*Exercise details*
Across the records that follow, determine how many lines contain "command" and give only the resulting number.

*Given records*
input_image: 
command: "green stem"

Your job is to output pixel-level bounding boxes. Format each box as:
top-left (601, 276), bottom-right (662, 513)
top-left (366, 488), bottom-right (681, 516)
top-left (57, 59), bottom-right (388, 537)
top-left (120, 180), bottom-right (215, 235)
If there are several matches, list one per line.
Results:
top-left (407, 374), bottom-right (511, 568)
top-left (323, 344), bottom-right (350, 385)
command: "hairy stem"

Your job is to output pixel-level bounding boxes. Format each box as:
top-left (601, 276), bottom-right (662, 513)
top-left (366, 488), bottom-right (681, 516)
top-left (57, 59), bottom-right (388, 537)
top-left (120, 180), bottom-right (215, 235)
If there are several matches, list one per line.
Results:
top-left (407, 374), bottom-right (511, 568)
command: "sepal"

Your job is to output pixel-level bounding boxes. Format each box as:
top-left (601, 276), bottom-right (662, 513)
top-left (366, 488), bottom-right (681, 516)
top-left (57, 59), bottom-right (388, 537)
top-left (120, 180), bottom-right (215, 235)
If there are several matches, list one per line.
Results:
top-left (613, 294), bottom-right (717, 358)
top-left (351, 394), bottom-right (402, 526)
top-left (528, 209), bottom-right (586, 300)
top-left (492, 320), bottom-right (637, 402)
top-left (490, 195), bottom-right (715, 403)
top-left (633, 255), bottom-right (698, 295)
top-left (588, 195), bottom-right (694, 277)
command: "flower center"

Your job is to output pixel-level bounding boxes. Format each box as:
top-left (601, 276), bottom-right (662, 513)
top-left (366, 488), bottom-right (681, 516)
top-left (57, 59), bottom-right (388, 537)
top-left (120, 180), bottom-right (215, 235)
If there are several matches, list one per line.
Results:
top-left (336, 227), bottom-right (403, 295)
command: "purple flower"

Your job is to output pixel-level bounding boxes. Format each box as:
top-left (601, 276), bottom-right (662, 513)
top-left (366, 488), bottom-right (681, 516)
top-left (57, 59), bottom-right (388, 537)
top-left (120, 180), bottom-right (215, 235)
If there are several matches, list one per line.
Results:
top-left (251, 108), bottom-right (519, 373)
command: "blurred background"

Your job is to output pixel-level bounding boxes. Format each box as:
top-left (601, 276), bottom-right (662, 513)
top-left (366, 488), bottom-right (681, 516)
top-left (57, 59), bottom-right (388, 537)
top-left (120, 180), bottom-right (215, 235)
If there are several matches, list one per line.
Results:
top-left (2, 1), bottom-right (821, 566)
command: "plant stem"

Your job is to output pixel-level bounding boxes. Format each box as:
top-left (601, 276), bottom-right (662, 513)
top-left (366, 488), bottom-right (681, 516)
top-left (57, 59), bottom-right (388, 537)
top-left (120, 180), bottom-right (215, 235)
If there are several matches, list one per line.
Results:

*Task output*
7